### Stated problem
Quote every one of the lines below word for word, but leave the pictures out of your answer.

+===+

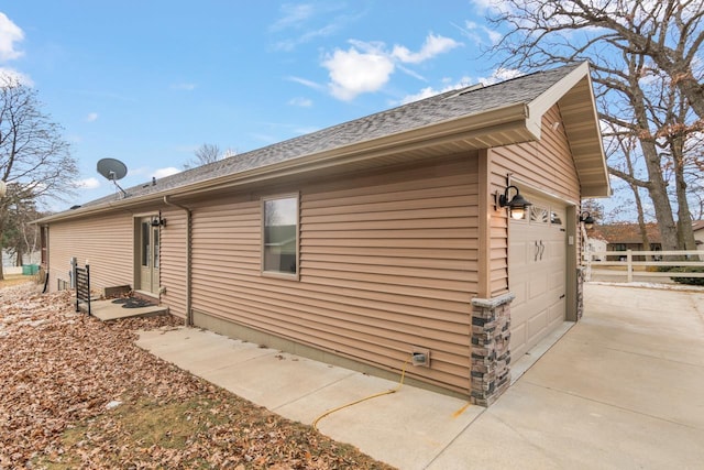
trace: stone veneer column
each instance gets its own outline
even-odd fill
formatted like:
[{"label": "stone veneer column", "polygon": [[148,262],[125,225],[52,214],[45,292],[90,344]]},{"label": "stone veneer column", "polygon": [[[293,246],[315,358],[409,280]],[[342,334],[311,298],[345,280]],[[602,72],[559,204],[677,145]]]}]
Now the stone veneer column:
[{"label": "stone veneer column", "polygon": [[472,299],[472,385],[470,400],[490,406],[510,382],[510,303],[513,293]]}]

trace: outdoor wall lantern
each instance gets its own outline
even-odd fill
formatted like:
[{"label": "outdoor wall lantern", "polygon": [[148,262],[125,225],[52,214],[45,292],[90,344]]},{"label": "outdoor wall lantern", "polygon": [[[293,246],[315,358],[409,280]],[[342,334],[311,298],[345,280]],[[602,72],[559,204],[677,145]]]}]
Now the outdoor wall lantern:
[{"label": "outdoor wall lantern", "polygon": [[[508,198],[510,188],[516,189],[516,195],[513,198]],[[508,207],[510,210],[510,217],[518,220],[522,219],[526,214],[526,208],[532,206],[525,197],[520,195],[518,188],[514,185],[506,187],[504,194],[496,192],[495,200],[498,203],[498,207]]]},{"label": "outdoor wall lantern", "polygon": [[161,214],[152,217],[152,227],[166,227],[166,219]]},{"label": "outdoor wall lantern", "polygon": [[584,228],[588,230],[594,227],[594,217],[590,212],[582,212],[580,214],[580,222],[584,223]]}]

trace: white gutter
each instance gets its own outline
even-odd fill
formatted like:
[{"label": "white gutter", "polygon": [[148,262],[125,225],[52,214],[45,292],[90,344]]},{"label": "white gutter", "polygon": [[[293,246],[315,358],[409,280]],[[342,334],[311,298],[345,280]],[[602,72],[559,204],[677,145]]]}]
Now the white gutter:
[{"label": "white gutter", "polygon": [[[186,326],[194,325],[193,318],[193,211],[189,207],[172,203],[169,196],[164,196],[164,204],[178,207],[186,211]],[[161,265],[161,264],[160,264]]]}]

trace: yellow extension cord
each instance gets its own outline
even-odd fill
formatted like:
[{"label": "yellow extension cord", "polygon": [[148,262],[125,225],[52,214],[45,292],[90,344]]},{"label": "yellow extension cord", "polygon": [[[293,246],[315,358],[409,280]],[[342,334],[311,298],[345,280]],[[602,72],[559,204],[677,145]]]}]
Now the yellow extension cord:
[{"label": "yellow extension cord", "polygon": [[354,406],[354,405],[356,405],[359,403],[366,402],[367,400],[376,398],[378,396],[384,396],[384,395],[391,395],[392,393],[398,392],[400,390],[400,387],[404,386],[404,378],[406,376],[406,365],[408,365],[408,362],[410,361],[411,358],[413,358],[413,354],[408,359],[406,359],[406,362],[404,362],[404,367],[402,368],[402,371],[400,371],[400,382],[398,382],[398,386],[396,386],[396,389],[387,390],[386,392],[375,393],[374,395],[365,396],[364,398],[356,400],[354,402],[348,403],[346,405],[342,405],[342,406],[338,406],[337,408],[328,409],[327,412],[324,412],[323,414],[318,416],[312,422],[314,429],[318,430],[318,423],[320,422],[320,419],[322,419],[326,416],[329,416],[329,415],[331,415],[333,413],[337,413],[340,409],[349,408],[350,406]]}]

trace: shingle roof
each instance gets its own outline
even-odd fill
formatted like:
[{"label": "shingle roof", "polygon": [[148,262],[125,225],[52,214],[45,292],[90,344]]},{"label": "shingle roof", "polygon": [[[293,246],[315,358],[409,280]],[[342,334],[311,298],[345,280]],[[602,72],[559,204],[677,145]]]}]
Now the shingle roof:
[{"label": "shingle roof", "polygon": [[[538,72],[487,87],[468,87],[344,122],[258,150],[125,189],[128,198],[161,193],[224,175],[237,174],[318,152],[413,131],[464,116],[480,114],[509,105],[528,103],[565,77],[580,64]],[[96,206],[116,199],[106,196],[84,205]]]}]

+===+

### Answer in full
trace: stone veneer column
each instance gets its own outline
even-odd fill
formatted like:
[{"label": "stone veneer column", "polygon": [[148,262],[125,225],[52,214],[45,292],[90,344]]},{"label": "stone veneer column", "polygon": [[[293,246],[315,358],[409,280]],[[342,334],[311,298],[345,280]],[[602,72],[559,204],[677,145]]]}]
Now the stone veneer column:
[{"label": "stone veneer column", "polygon": [[472,299],[472,385],[470,400],[490,406],[510,382],[510,303],[513,293]]}]

trace: outdoor wall lantern
each instance gets its own outline
even-odd fill
formatted like:
[{"label": "outdoor wall lantern", "polygon": [[148,262],[125,225],[52,214],[45,292],[90,344]]},{"label": "outdoor wall lantern", "polygon": [[[293,246],[315,358],[409,280]],[[342,334],[311,298],[345,280]],[[602,72],[559,204],[677,145]]]}]
Now the outdoor wall lantern:
[{"label": "outdoor wall lantern", "polygon": [[[508,198],[510,188],[516,189],[516,195],[513,198]],[[508,207],[510,210],[510,217],[518,220],[522,219],[526,214],[526,208],[532,206],[525,197],[520,195],[518,188],[514,185],[506,187],[504,194],[496,192],[495,200],[498,203],[498,207]]]},{"label": "outdoor wall lantern", "polygon": [[161,214],[152,217],[152,227],[166,227],[166,219]]},{"label": "outdoor wall lantern", "polygon": [[584,228],[588,230],[594,227],[594,217],[590,212],[582,212],[580,214],[580,222],[584,223]]}]

trace: white gutter
each instance gets its own outline
even-odd fill
formatted like:
[{"label": "white gutter", "polygon": [[148,262],[125,225],[52,214],[45,292],[90,344]]},{"label": "white gutter", "polygon": [[[293,246],[315,358],[409,280]],[[342,334],[311,298],[345,280]],[[602,72],[559,204],[677,145]]]}]
Now the white gutter:
[{"label": "white gutter", "polygon": [[[186,326],[194,325],[193,318],[193,211],[189,207],[172,203],[169,196],[164,196],[164,204],[178,207],[186,211]],[[161,265],[161,264],[160,264]]]}]

trace: yellow extension cord
each instance gets its own outline
even-odd fill
formatted like:
[{"label": "yellow extension cord", "polygon": [[148,262],[125,225],[52,214],[45,292],[90,344]]},{"label": "yellow extension cord", "polygon": [[[293,246],[315,358],[409,280]],[[342,334],[311,298],[345,280]],[[602,72],[559,204],[677,145]]]}]
Now the yellow extension cord:
[{"label": "yellow extension cord", "polygon": [[354,406],[354,405],[356,405],[359,403],[366,402],[367,400],[376,398],[378,396],[384,396],[384,395],[391,395],[392,393],[398,392],[400,390],[400,387],[404,386],[404,378],[406,376],[406,365],[408,365],[408,362],[410,361],[411,358],[413,358],[413,354],[408,359],[406,359],[406,362],[404,362],[404,367],[402,368],[402,371],[400,371],[400,382],[398,382],[398,386],[396,386],[396,389],[387,390],[386,392],[375,393],[374,395],[365,396],[364,398],[356,400],[354,402],[348,403],[346,405],[342,405],[342,406],[338,406],[337,408],[328,409],[327,412],[324,412],[323,414],[318,416],[312,422],[314,429],[318,430],[318,423],[320,422],[320,419],[322,419],[326,416],[329,416],[329,415],[331,415],[333,413],[337,413],[340,409],[349,408],[350,406]]}]

trace: shingle roof
each instance gets its own outline
even-odd fill
formatted like:
[{"label": "shingle roof", "polygon": [[148,262],[125,225],[52,214],[45,292],[90,344]]},{"label": "shingle roof", "polygon": [[[293,246],[315,358],[409,280]],[[342,334],[311,298],[345,280]],[[602,72],[559,204],[677,145]]]}]
Now the shingle roof:
[{"label": "shingle roof", "polygon": [[[538,72],[487,87],[468,87],[344,122],[258,150],[125,189],[128,198],[161,193],[224,175],[237,174],[318,152],[413,131],[464,116],[480,114],[509,105],[528,103],[565,77],[580,64]],[[96,206],[116,199],[106,196],[84,205]]]}]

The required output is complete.